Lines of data
========================================

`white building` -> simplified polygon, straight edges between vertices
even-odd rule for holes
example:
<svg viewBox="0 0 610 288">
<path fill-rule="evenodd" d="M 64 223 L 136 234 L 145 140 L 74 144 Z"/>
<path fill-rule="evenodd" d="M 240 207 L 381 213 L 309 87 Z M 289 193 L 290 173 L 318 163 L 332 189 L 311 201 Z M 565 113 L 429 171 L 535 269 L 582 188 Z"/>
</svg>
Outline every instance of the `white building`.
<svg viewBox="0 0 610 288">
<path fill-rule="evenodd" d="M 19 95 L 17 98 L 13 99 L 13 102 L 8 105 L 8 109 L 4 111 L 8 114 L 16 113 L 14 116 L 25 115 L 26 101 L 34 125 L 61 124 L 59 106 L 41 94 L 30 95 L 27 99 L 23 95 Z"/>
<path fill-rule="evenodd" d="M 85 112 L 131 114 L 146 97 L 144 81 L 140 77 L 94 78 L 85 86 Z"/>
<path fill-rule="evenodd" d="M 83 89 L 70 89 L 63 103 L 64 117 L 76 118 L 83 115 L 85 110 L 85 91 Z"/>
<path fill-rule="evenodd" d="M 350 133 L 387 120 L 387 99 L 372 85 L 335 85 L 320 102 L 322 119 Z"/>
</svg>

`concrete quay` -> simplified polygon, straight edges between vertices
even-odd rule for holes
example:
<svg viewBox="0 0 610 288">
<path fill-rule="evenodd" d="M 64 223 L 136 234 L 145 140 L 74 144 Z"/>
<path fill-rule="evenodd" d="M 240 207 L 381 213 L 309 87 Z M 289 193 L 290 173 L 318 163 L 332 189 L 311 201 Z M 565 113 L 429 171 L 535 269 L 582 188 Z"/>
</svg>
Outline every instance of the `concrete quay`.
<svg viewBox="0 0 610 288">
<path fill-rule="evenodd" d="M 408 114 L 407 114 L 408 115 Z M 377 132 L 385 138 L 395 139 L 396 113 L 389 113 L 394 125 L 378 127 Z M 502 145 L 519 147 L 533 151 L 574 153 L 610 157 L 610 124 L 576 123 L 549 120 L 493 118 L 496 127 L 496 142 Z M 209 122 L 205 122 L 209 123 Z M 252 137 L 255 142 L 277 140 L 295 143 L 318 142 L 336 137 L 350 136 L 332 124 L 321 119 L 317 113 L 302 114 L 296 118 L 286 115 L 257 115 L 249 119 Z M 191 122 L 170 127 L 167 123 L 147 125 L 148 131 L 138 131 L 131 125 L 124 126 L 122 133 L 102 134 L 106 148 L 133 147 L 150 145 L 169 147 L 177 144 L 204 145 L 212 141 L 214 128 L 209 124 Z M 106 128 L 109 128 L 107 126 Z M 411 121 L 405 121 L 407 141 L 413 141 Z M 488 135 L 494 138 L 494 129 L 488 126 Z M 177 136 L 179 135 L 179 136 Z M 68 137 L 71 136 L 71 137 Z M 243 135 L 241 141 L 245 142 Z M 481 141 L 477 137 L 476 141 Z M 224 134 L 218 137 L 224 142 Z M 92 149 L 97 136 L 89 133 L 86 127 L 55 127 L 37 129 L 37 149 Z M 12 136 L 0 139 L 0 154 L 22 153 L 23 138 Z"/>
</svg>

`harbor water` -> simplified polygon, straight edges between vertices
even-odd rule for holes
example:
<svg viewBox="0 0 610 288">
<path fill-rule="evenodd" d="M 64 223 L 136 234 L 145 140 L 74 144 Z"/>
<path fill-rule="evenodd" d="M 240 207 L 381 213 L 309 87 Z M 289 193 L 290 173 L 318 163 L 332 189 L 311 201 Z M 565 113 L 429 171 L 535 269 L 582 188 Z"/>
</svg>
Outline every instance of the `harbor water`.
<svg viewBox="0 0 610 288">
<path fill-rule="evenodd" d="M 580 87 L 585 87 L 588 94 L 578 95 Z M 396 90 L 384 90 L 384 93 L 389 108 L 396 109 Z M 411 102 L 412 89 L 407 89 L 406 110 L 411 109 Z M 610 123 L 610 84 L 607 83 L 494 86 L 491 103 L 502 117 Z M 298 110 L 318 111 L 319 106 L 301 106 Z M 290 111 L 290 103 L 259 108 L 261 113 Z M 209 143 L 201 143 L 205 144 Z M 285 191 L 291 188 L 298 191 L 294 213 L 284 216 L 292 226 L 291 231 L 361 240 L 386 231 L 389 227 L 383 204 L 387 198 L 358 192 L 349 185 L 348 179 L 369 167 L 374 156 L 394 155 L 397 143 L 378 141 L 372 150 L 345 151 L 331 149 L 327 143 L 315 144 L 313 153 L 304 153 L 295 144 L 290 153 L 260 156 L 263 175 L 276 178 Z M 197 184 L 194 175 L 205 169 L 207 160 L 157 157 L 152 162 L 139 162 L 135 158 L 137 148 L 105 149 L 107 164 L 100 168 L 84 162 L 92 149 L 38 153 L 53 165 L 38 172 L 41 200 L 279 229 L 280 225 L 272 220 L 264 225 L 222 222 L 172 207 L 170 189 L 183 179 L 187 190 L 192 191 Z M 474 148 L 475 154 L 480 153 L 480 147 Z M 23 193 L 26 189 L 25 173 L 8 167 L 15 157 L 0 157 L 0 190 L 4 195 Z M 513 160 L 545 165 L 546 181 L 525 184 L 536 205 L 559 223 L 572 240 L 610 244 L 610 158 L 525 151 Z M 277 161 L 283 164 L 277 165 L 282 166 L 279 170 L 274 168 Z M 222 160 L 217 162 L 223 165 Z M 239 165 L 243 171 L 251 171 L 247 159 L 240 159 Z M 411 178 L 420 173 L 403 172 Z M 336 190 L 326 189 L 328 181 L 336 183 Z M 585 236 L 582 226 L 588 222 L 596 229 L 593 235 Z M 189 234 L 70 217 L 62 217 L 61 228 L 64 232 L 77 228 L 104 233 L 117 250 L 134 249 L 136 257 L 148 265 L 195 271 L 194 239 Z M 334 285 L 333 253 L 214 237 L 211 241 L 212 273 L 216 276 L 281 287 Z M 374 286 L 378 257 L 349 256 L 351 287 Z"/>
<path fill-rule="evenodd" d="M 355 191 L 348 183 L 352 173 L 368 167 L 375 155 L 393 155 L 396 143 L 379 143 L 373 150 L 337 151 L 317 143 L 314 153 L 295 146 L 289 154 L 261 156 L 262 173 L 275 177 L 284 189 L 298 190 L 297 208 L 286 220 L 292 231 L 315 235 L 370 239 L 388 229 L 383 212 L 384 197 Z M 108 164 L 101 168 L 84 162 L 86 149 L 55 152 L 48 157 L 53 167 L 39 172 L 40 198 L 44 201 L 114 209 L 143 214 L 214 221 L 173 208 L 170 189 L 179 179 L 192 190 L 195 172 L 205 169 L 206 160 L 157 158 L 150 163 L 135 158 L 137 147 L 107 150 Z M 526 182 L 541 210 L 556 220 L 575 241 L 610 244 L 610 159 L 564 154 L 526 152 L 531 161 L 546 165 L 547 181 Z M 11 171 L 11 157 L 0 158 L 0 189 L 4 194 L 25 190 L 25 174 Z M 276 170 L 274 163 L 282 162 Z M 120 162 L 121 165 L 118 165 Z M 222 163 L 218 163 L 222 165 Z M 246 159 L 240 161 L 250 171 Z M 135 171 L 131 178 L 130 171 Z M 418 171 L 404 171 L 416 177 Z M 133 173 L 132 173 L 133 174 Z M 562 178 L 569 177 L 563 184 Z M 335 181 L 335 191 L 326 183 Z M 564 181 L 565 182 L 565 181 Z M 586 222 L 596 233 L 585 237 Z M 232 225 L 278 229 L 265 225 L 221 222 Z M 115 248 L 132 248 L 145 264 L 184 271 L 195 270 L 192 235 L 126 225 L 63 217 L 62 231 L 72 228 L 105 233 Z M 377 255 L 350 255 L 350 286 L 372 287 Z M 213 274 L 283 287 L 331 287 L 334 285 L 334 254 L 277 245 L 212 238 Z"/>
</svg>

========================================

** Instructions to follow **
Arrange the material above as a numbered list, one line per item and blank lines omitted. Begin with the first line of the material and stop after the line that contains "85 112 L 131".

** Answer to this exercise **
1. `white building` -> simplified polygon, straight edges between vertices
2. even-odd rule for holes
3. example:
4. <svg viewBox="0 0 610 288">
5. <path fill-rule="evenodd" d="M 64 223 L 136 234 L 145 140 L 74 144 Z"/>
6. <path fill-rule="evenodd" d="M 240 207 L 381 213 L 309 87 Z M 289 193 L 290 173 L 318 163 L 332 189 L 311 201 Z M 565 113 L 429 171 L 535 269 L 582 188 Z"/>
7. </svg>
8. Outline every instance of the `white building`.
9. <svg viewBox="0 0 610 288">
10. <path fill-rule="evenodd" d="M 19 95 L 17 98 L 13 99 L 13 102 L 8 105 L 8 109 L 4 111 L 8 114 L 16 113 L 14 116 L 25 115 L 26 101 L 34 125 L 61 124 L 59 106 L 41 94 L 30 95 L 27 99 L 23 95 Z"/>
11. <path fill-rule="evenodd" d="M 85 112 L 131 114 L 146 97 L 144 81 L 140 77 L 94 78 L 85 86 Z"/>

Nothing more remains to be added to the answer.